- Work instructions -
Report every line of the items below that contains the word "gabled", copying each such line in full.

- Stored data -
- - - - - - -

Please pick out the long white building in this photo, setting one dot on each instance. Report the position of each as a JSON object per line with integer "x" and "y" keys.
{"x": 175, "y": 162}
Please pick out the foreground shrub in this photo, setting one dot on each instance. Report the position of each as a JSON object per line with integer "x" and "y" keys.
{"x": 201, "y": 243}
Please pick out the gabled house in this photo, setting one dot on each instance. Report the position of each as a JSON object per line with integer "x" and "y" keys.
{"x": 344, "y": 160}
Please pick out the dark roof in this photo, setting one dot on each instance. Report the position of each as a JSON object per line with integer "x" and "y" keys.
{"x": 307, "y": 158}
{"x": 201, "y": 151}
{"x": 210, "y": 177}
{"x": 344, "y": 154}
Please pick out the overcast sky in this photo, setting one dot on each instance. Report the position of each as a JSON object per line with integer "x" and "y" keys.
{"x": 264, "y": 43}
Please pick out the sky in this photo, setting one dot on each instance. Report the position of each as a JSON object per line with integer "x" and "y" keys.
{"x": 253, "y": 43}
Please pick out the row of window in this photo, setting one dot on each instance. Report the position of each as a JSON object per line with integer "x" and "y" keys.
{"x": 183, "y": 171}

- - - - - - -

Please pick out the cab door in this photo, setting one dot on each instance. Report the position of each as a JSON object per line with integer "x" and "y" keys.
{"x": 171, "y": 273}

- - - - - - -

- Output for this exercise -
Please pick out the gabled house in this photo, setting one dot on each instance. Report the position of each as a JSON object per line with integer "x" and "y" keys.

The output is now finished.